Point localization data:

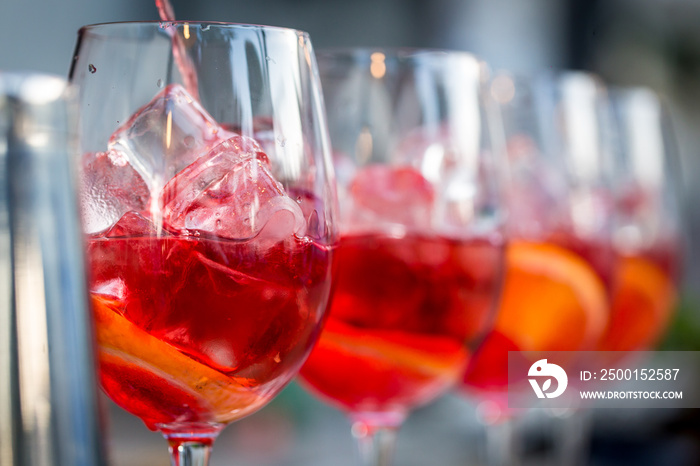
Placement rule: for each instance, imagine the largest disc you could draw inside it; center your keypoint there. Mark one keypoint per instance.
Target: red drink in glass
(643, 299)
(555, 298)
(196, 330)
(404, 315)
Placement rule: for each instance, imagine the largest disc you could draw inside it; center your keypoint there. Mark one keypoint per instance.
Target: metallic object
(48, 392)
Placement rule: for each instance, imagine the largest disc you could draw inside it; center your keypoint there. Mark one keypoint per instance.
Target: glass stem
(501, 444)
(189, 453)
(191, 447)
(376, 442)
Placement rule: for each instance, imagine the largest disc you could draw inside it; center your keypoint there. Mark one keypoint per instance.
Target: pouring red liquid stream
(184, 64)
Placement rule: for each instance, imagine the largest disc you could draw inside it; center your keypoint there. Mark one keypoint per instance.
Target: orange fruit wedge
(552, 299)
(372, 368)
(154, 369)
(642, 304)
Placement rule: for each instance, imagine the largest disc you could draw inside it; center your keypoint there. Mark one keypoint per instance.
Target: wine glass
(647, 234)
(559, 260)
(209, 213)
(420, 255)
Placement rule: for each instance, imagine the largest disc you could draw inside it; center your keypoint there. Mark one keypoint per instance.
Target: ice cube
(132, 224)
(230, 193)
(110, 187)
(392, 194)
(167, 134)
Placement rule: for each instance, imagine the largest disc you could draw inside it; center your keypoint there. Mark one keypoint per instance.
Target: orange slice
(372, 369)
(126, 349)
(552, 299)
(642, 304)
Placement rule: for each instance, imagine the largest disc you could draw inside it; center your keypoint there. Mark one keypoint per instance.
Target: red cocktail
(404, 317)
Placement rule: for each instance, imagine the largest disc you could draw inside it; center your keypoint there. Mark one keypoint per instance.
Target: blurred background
(654, 43)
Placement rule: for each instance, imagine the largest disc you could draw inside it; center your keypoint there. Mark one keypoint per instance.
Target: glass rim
(399, 52)
(92, 28)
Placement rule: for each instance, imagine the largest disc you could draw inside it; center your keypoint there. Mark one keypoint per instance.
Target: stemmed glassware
(559, 261)
(647, 234)
(208, 201)
(420, 256)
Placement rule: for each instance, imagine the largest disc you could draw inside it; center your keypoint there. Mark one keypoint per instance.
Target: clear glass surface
(415, 148)
(208, 201)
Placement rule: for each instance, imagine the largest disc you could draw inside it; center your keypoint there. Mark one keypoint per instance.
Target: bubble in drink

REQUIRED ACTION: Each record above is to be copied out exactly; its pictures are not.

WRITTEN ANSWER:
Placement rule: for each instance, imagine the largest disc you could draw inside it; center your keypoint there. Mark one keypoint per instance.
Target: red drink in glass
(643, 299)
(555, 298)
(196, 330)
(404, 315)
Placement rule: for each instance, imagine the largest disc you could draw inside it; center your keypoint there. Mark one keypoint per instance.
Target: metallic object
(48, 392)
Placement rule: for each instance, imagine the largest disc you could draw inside it; center your keypoint there. Mark one keypoint per instance.
Target: glass stem
(501, 444)
(189, 453)
(191, 447)
(376, 442)
Placement rule: for each instance, imagine the largest disc you could draw inside it; center your keypoint there. Mark one keypoint per instance.
Target: pouring red liquid stream
(184, 64)
Placement rule: for each instance, imagine the largest disc you could draw inside it; center your keypoint there. Mark one keypoint per instance.
Target: orange fruit wedge
(552, 299)
(372, 368)
(154, 369)
(642, 304)
Placement rule: for each instance, imagine the largest disc you could draw inside it; center your keypoint there. Mark one keypoint per instance.
Target: wine glass
(647, 234)
(559, 260)
(209, 213)
(420, 255)
Placement rule: for each instance, imagine the largest disc you could draw inside it; center your keypoint there. Mark one keypoint per instance.
Target: ice cube
(132, 224)
(230, 193)
(110, 187)
(392, 194)
(167, 134)
Placement rule: for each instance, imagine the largest disc you could draw inside it; center your keypoint there. Mark one keypoint per instance.
Target: orange slice
(372, 369)
(126, 349)
(552, 299)
(642, 304)
Placement rule: for each instance, imagine the largest disc you could draw inside it; center your keypoint there. Mark one keypoint per instance.
Target: red cocktail
(404, 317)
Placement rule: for each instance, imagine the largest disc you could draw inside it; center your keypoint there. Mark one keypoint per instance.
Target: blurred background
(654, 43)
Placement rule: for each instance, imagine the largest disc you could draw inside it; center your keypoint there. Mark one keypoint per instance.
Target: glass rim
(399, 52)
(92, 28)
Placement rule: for each instance, imagine the largest disc you could draw inside it; center your keypoint there. Mark one keypoint per instance.
Target: stemmed glassware
(559, 261)
(647, 234)
(208, 201)
(420, 256)
Placement rule: for each instance, imagine the largest disc you could draw inside it; center your keypoint there. Mark one keypoint per instance.
Target: clear glass surface
(415, 148)
(208, 201)
Placement rule: for each instance, imagine the largest disc you could draw inside it; center your keypoint there. Mark one keypoint per instance.
Target: bubble in drink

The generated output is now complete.